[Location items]
══════════════════════════════

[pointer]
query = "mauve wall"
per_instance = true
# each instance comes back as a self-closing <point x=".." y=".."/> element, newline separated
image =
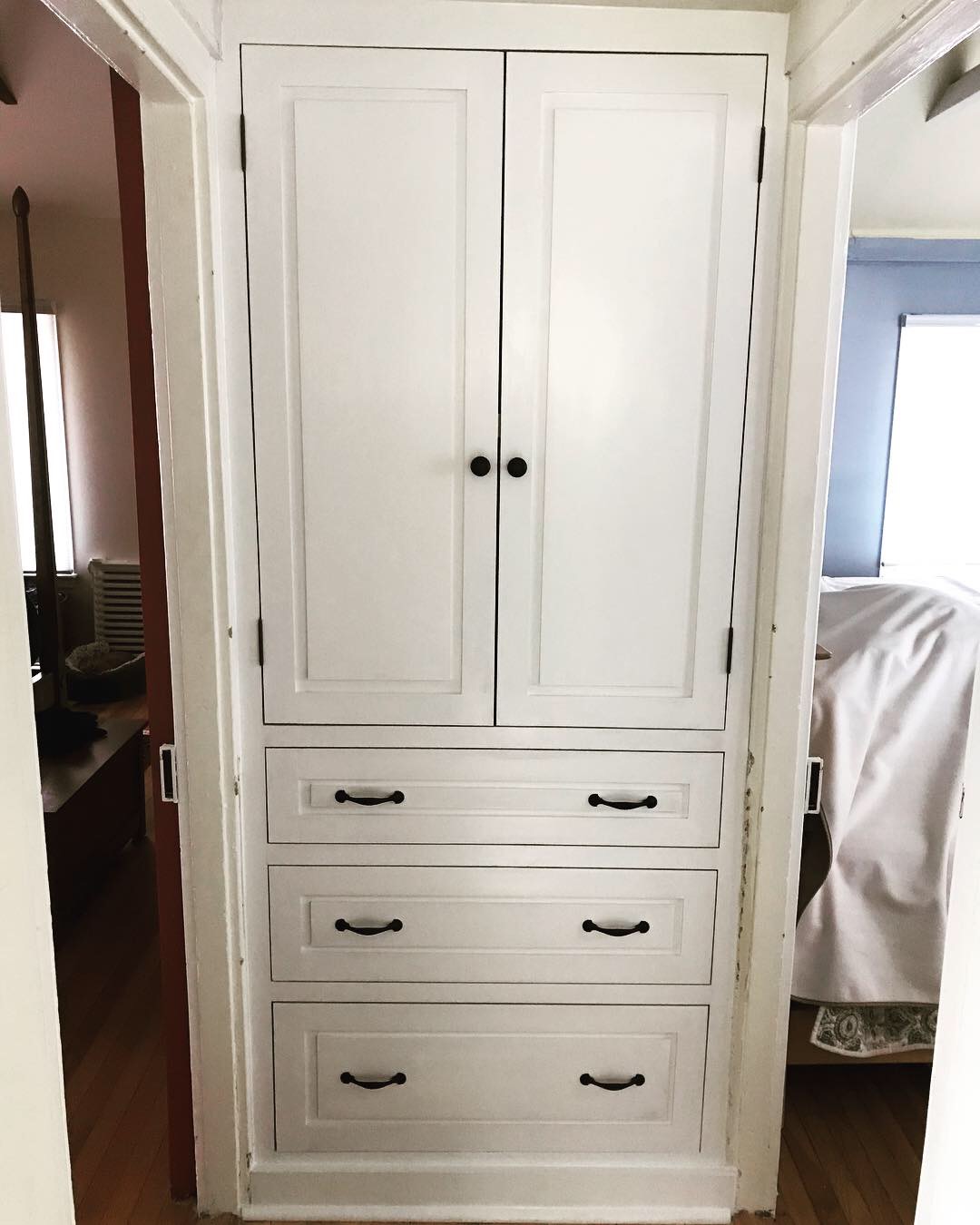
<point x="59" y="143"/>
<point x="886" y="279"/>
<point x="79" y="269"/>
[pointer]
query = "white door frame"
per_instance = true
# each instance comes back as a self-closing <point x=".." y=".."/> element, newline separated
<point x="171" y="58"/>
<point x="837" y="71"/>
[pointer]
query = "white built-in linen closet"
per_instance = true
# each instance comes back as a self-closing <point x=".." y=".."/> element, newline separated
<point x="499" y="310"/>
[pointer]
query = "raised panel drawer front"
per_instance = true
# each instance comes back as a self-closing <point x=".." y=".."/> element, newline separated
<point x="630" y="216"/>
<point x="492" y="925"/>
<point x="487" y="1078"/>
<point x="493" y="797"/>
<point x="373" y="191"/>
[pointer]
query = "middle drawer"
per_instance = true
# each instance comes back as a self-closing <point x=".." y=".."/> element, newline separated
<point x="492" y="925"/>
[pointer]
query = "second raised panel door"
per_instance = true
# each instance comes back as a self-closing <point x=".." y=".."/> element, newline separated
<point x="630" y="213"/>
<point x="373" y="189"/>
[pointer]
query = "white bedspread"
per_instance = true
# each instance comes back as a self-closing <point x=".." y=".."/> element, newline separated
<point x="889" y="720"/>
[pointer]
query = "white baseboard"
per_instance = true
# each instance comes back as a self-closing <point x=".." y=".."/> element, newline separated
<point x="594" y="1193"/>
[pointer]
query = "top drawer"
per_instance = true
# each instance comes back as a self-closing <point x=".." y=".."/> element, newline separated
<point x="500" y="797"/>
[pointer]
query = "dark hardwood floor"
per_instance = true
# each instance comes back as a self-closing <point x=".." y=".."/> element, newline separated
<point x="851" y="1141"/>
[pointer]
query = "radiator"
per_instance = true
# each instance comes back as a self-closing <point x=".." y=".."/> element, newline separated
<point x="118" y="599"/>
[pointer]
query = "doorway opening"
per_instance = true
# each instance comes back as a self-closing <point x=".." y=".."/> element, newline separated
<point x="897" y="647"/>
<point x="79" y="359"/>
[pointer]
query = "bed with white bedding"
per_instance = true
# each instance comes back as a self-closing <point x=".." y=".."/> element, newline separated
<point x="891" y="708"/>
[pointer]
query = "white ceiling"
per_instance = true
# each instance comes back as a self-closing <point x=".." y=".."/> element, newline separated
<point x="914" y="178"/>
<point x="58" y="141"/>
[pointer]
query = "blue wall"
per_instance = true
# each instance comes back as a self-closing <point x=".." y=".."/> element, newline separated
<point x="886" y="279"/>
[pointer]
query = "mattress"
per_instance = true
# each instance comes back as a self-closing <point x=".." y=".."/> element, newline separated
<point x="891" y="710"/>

══════════════════════════════

*EXERCISE OBJECTIVE*
Show every line above that contains the word "drawer", with case counting.

*RESPONSE*
query = "raised panel drawer front"
query = "middle drawer"
query = "top drawer"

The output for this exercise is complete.